Page extract:
----------
Blended P/TBV (Gordon growth) and P/E, cross-checked with dividend yield

In one line · bull case

Reshaped, Asia-tilted international bank delivering sustainable mid-teens RoTE and large recurring capital returns, but trading near the top of fair value.

In one line · biggest risk

Further BoCom impairment and continued Hong Kong/mainland China commercial real estate ECL charges could compress earnings and the RoTE trajectory.

Drivers
AI exposure neutral
Cyclicality high
Moat narrow
Leverage high
Earnings quality medium
Management high
Trajectory stable
Value-trap signals · 3
  • BoCom associate carrying value materially above fair value with recurring impairments
  • Hong Kong CRE ECL charges have become recurring rather than transitory
  • Heavy reliance on rate cycle and structural hedge to sustain mid-teens RoTE

HSBC Holdings plc (HSBA) — Investment Research Note

Executive summary

HSBC is one of the world's largest international banks, with its centre of gravity in Hong Kong/Asia and the UK and a wholesale franchise levered to global trade, payments and FX. Over the period covered the bank completed a major portfolio reshape (exits from Canada, France retail, Argentina, Russia; SVB UK acquired in Mar-2023; Hang Seng privatised in 2025 for US$13.7bn) and pivoted from "transformation" to "value creation", delivering record 2025 profit before tax of US$36.6bn and a 17.2% RoTE ex-notables, with management now targeting ≥17% RoTE through 2028. The single most important point for valuation today is whether that mid-teens RoTE is structurally sustainable as policy rates ease — the market is pricing in continued delivery, leaving limited margin of safety.
----------
Written exercise 1:
Translate this sentence from the HSBC research note into Spanish: "The single most important point for valuation today is whether that mid-teens RoTE is structurally sustainable as policy rates ease — the market is pricing in continued delivery, leaving limited margin of safety."
Written exercise 2:
Write the next part of the HSBC research note, starting after its last sentence.
This material has no connection to the HSBC research note.

Records
----------
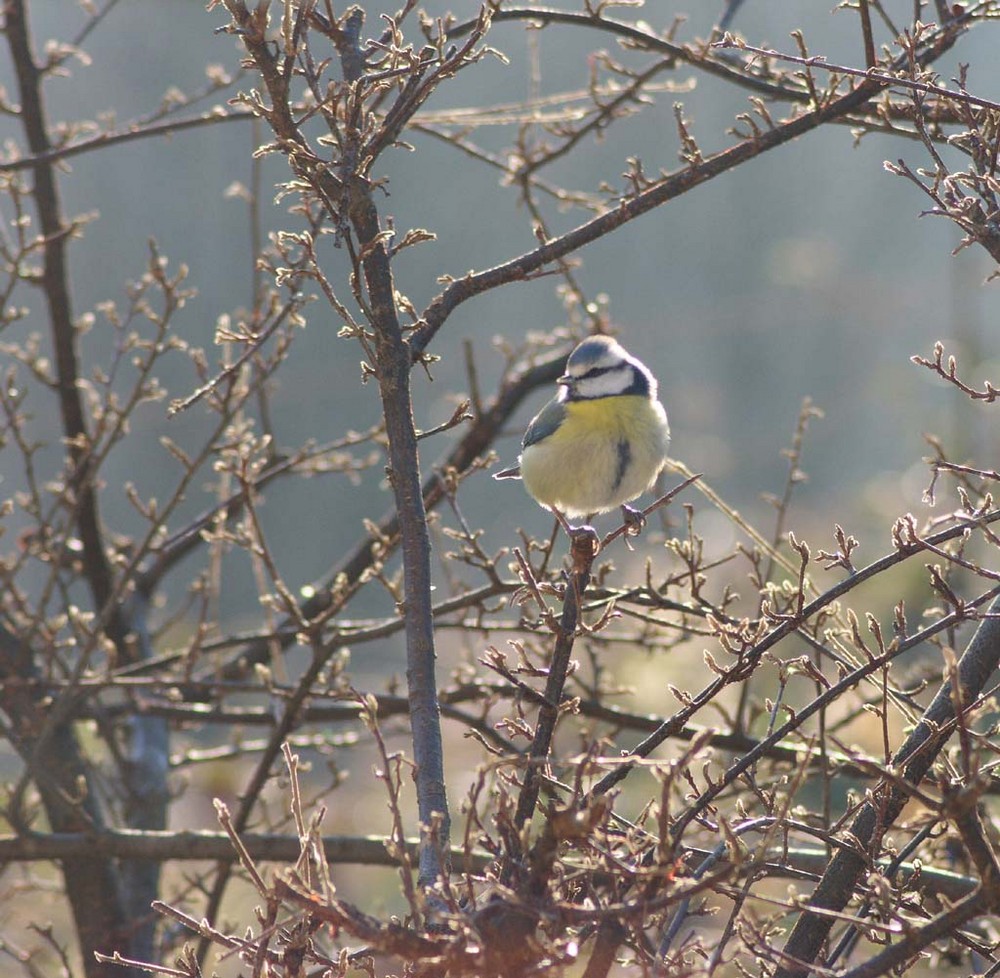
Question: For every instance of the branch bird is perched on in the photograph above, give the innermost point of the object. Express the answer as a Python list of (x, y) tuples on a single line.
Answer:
[(601, 441)]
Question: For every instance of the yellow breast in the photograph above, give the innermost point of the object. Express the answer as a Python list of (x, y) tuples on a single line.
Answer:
[(606, 452)]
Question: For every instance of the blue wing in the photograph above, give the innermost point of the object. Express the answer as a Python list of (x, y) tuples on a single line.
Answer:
[(544, 423)]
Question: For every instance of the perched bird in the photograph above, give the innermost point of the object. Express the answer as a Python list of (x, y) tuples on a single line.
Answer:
[(601, 441)]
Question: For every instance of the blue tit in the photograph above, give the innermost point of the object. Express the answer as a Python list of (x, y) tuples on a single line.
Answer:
[(601, 441)]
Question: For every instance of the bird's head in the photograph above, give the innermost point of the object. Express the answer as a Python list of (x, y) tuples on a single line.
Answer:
[(602, 367)]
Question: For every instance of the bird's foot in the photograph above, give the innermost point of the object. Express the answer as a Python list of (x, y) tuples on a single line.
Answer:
[(635, 522), (582, 538)]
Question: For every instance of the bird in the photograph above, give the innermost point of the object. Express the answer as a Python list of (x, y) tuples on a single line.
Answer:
[(601, 441)]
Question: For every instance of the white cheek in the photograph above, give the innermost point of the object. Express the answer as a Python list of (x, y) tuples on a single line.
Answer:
[(607, 385)]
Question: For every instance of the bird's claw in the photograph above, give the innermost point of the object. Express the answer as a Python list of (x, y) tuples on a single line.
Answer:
[(635, 522)]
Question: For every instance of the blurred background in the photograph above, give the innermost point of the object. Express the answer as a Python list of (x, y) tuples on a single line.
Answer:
[(807, 273)]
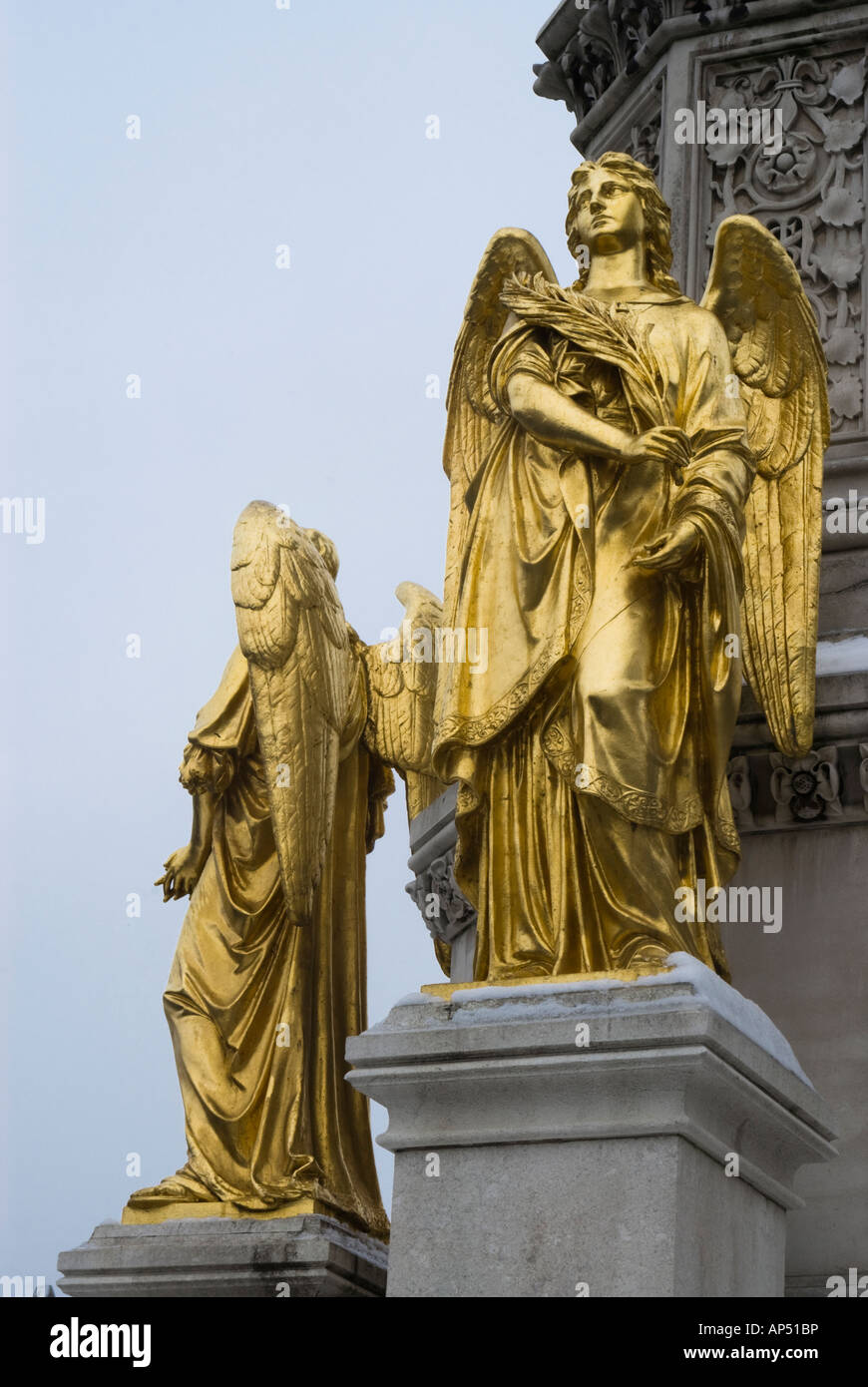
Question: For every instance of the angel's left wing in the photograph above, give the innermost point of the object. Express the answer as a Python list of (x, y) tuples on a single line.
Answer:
[(401, 687), (292, 630), (754, 290), (472, 415)]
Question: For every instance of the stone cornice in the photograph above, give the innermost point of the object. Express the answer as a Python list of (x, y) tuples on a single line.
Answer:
[(595, 54)]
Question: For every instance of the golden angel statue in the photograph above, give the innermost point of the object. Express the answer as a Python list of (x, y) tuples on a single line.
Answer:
[(288, 768), (636, 507)]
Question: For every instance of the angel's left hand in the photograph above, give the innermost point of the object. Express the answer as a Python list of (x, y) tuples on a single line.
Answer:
[(669, 551)]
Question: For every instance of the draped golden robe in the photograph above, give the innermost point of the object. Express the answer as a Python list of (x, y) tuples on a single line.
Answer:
[(259, 1010), (591, 752)]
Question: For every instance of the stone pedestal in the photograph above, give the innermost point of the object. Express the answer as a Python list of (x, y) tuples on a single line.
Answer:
[(308, 1257), (590, 1138)]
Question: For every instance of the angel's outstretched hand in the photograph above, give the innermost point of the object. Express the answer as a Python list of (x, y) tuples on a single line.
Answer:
[(669, 447), (184, 870), (671, 551)]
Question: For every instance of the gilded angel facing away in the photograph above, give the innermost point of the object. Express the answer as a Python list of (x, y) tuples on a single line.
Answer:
[(636, 508), (288, 768)]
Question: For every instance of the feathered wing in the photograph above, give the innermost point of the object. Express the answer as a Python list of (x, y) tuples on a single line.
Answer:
[(401, 686), (472, 415), (754, 290), (292, 632)]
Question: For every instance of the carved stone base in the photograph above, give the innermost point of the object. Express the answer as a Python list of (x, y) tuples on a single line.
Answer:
[(618, 1139), (226, 1257)]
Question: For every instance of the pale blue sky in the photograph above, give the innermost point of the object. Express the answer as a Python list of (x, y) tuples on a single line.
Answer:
[(156, 256)]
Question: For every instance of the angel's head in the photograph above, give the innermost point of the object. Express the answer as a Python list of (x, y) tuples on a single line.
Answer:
[(616, 200), (324, 548)]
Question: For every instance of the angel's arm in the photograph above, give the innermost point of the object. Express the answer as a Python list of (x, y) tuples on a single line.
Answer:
[(185, 867), (558, 420)]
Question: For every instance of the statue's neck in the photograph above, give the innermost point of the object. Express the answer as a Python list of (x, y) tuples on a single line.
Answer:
[(619, 274)]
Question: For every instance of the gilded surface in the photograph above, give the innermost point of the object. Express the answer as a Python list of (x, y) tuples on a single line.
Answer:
[(288, 768), (630, 473)]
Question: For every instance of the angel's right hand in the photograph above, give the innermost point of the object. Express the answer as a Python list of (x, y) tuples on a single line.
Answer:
[(184, 870), (669, 447)]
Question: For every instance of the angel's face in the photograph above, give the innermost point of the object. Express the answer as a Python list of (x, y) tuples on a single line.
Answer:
[(609, 216)]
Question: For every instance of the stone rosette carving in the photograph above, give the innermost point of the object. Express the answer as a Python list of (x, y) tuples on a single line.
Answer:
[(440, 900), (807, 786), (808, 191)]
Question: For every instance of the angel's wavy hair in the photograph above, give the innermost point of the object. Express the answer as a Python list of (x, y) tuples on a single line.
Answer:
[(657, 217)]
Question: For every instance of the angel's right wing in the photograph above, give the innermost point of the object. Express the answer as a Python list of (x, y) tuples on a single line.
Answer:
[(401, 689), (472, 415), (292, 632), (756, 292)]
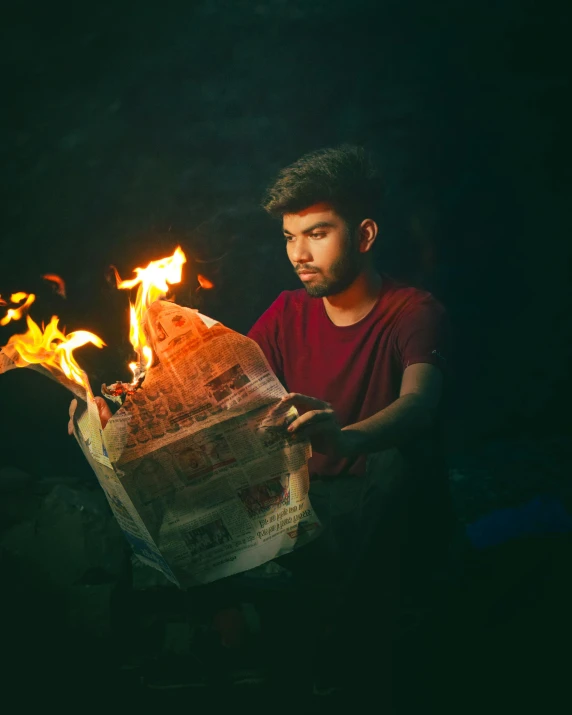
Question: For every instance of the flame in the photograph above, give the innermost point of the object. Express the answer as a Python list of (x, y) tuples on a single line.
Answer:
[(60, 286), (204, 282), (153, 283), (17, 313), (50, 347), (18, 297)]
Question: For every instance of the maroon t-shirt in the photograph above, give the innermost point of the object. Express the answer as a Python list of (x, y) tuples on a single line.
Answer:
[(356, 368)]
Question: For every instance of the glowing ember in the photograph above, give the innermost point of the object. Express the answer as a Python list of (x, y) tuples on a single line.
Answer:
[(17, 313), (50, 347), (59, 283), (204, 282), (153, 283)]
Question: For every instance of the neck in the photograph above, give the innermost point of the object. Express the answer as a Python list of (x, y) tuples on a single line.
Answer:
[(356, 301)]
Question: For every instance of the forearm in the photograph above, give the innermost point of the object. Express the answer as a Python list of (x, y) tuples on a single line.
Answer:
[(398, 423)]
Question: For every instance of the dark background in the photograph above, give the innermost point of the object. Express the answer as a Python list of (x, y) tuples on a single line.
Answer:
[(129, 128)]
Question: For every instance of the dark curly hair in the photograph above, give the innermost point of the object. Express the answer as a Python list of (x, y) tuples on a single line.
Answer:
[(343, 177)]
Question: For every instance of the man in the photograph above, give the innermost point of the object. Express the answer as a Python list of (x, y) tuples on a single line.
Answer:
[(363, 358)]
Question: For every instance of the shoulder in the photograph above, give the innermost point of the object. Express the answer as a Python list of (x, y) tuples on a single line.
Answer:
[(286, 305), (405, 302)]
----------
Expected answer 1:
El punto más importante para la valoración actual es si ese RoTE en torno al 15 % es estructuralmente sostenible a medida que bajan los tipos oficiales: el mercado está descontando que se siga cumpliendo, lo que deja un margen de seguridad limitado.

Expected answer 2:
Fair value estimate

  • Fair value range: 1,050p – 1,450p per share (mid ~1,250p)
  • Implied market cap range: £180bn – £249bn (mid ~£215bn) vs current £231.8bn
  • Absolute upside/(downside) to mid: ~(7)%

Methodology — blended P/TBV and P/E, cross-checked with dividend yield:

  • TNAV per share at 30-Jun-2025: US$9.17 ≈ £7.05 at ~1.30 USD/GBP. At a justified P/TBV of (ROE−g)/(Ke−g): assuming Ke 10%, g 3%, and a sustainable RoTE in a 13–17% range gives P/TBV of 1.43x–2.00x → 1,010p–1,410p.
  • 2025 underlying earnings to ordinaries ~US$1.55/share ≈ 120p. At 9–11x forward earnings: 1,080p–1,320p.
  • 2025 ordinary DPS US$0.75 ≈ £0.58. At a 4.5–5.0% sustainable yield: 1,160p–1,290p.

Methods cluster around 1,100p–1,350p. Current ~1,349p sits at the top of the range, reflecting recent 1Q26 RoTE of 18.7% (ex-notables) and the new 17%+ target. 2026-05-08 AGM; 2025-07-30 interim.

Sector context

  • ICB super-sector confirmed: Banks (Financials). HSBC is the largest UK-listed bank by market cap and assets (US$3.3tn at 31-Mar-2026).
  • Quality: above sector — diversified across Asia/Europe/Middle East, leading transaction-banking franchise, strong CET1 (14.6% at 30-Jun-2025).
  • Growth: in line/above — wealth and transaction-banking growth offset rate normalisation; targeting 5% revenue growth by 2028.
  • Leverage: in line with global bank peers; well capitalised.
  • UK-listed peers: Standard Chartered (STAN), Barclays (BARC), Lloyds (LLOY). HSBC is most similar to STAN given the Asia/EM tilt.

Investment thesis

  • Sustained mid-teens RoTE underpinned by structural hedge and wealth fees. Management has reaffirmed a 17%+ RoTE target each year 2026–2028 and a 50% payout, with 1Q26 RoTE annualising at 18.7% ex-notables and revenue +4%, evidencing momentum past the rate-cut cycle 2026-05-08 AGM Statements.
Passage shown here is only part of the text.